**Aufgaben:**
**A)** Fassen Sie den Absatz des Textauszugs, der mit „In Deutschland hingegen“ beginnt, in höchstens drei Sätzen zusammen und behalten Sie dabei die wichtigsten Fakten bei.
**B)** Wie viele Tage lang ernährt sich Morgan Spurlock laut dem Textauszug ausschließlich von McDonald’s-Nahrung?
**C)** Tauschen Sie im Textauszug „Zeitungsanzeige“ gegen „Plakatkampagne“ aus und geben Sie den Abschnitt wieder, der mit den Worten „In Großbritannien lässt“ anfängt und nach „Lebensführung der Briten.“ endet.

**Textauszug:**
____
Flott fett futtern, please!

In Großbritannien lässt McDonald‘s nichts anbrennen und leistet sich einen Präventivschlag gegen „Supersize Me“

Vergangene Woche schaltete McDonald’s in England eine Zeitungsanzeige und nahm Stellung zu dem in zwei Wochen dort anlaufenden Dokumentarfilm „Supersize Me“. Wir erinnern uns: Regisseur Morgan Spurlock ernährt sich darin 30 Tage lange ausschließlich von McDonald’s-Nahrung und wird in Nullkommanix dick, fett und ungesund. „Thats not reality“, behauptet McDonald’s in seiner Anzeige, dies entspräche nicht der Lebensführung der Briten.

In Deutschland hingegen reagierte McDonald’s relativ verhalten auf den Film. Man schien die Sache einfach verschweigen zu wollen. Das Argument gegen den Film belief sich darauf, dass jeder Mensch, der 5.000 Kalorien am Tag zu sich nimmt und sich nicht bewegt, flott fett werden wird. Deswegen bräuchte man auf den „unverantwortlichen und realitätsfremden Selbstversuch“ gar nicht weiter einzugehen und tat es auch nicht. Raffiniert, denn das wäre ja ein Fingerzeig auf sich selbst gewesen.

Man muss dabei bedenken, dass „Supersize Me“ nicht hundertprozentig auf Deutschland übertragbar ist – der Film ist nicht ausschließlich als Kritik an McDonald’s-Fertignahrung angelegt, sondern auch an der amerikanischen Esskultur. Mr Spurlock transformiert sich in genau jenes unbewegliche Vielfraßmonster, wie es die britische McDonald’s-Anzeige zwar als unrealistisch abtut, wie es aber in Amerika nichtsdestotrotz zuhauf existiert. Wenn es keine Fastfood-Kultur und keinen Markt dafür gäbe, warum existieren dann dort groteske Fress-Angebote wie das überdimensionale Supersize-Menü überhaupt? Pure Dickenverleugnung. Auf der subtilen britischen Internetseite www.supersizeme-thedebate.co.uk/ gibt man sich kollegial und zum Dialog bereit. Man muss.
____
**Datenliste:**

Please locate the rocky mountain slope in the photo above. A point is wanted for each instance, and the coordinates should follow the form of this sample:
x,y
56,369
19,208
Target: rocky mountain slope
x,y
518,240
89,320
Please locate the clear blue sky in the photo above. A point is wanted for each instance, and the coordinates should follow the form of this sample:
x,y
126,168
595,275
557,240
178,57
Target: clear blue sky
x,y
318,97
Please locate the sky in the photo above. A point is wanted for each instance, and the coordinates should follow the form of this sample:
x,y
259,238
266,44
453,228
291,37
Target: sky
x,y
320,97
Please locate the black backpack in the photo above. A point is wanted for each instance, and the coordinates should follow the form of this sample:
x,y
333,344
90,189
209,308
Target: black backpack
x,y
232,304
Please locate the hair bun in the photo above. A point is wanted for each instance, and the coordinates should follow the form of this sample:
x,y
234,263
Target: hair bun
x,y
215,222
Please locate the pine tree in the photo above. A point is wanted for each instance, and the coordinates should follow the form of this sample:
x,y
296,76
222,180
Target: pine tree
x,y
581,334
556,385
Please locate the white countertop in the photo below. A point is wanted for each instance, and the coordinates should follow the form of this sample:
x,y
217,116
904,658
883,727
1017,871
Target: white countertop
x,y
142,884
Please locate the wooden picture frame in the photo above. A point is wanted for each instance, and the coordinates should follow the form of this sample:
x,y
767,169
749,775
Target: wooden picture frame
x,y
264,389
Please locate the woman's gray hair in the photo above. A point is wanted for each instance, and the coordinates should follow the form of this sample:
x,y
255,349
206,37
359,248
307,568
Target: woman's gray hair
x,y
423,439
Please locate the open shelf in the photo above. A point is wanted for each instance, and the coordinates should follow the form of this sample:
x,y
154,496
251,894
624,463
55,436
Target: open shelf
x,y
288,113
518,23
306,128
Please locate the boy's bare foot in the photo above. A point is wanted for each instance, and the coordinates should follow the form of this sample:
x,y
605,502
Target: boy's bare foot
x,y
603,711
____
**Lösungen:**
**A)** In Deutschland reagierte McDonald’s eher zurückhaltend auf den Film und schien ihn verschweigen zu wollen. Als Gegenargument hieß es nur, dass jeder, der täglich 5.000 Kalorien zu sich nimmt und sich nicht bewegt, schnell dick wird. Deshalb ging das Unternehmen auf den „unverantwortlichen und realitätsfremden Selbstversuch“ nicht weiter ein.

**B)** 30 Tage lang.

**C)**
In Großbritannien lässt McDonald‘s nichts anbrennen und leistet sich einen Präventivschlag gegen „Supersize Me“

Vergangene Woche schaltete McDonald’s in England eine Plakatkampagne und nahm Stellung zu dem in zwei Wochen dort anlaufenden Dokumentarfilm „Supersize Me“. Wir erinnern uns: Regisseur Morgan Spurlock ernährt sich darin 30 Tage lange ausschließlich von McDonald’s-Nahrung und wird in Nullkommanix dick, fett und ungesund. „Thats not reality“, behauptet McDonald’s in seiner Anzeige, dies entspräche nicht der Lebensführung der Briten.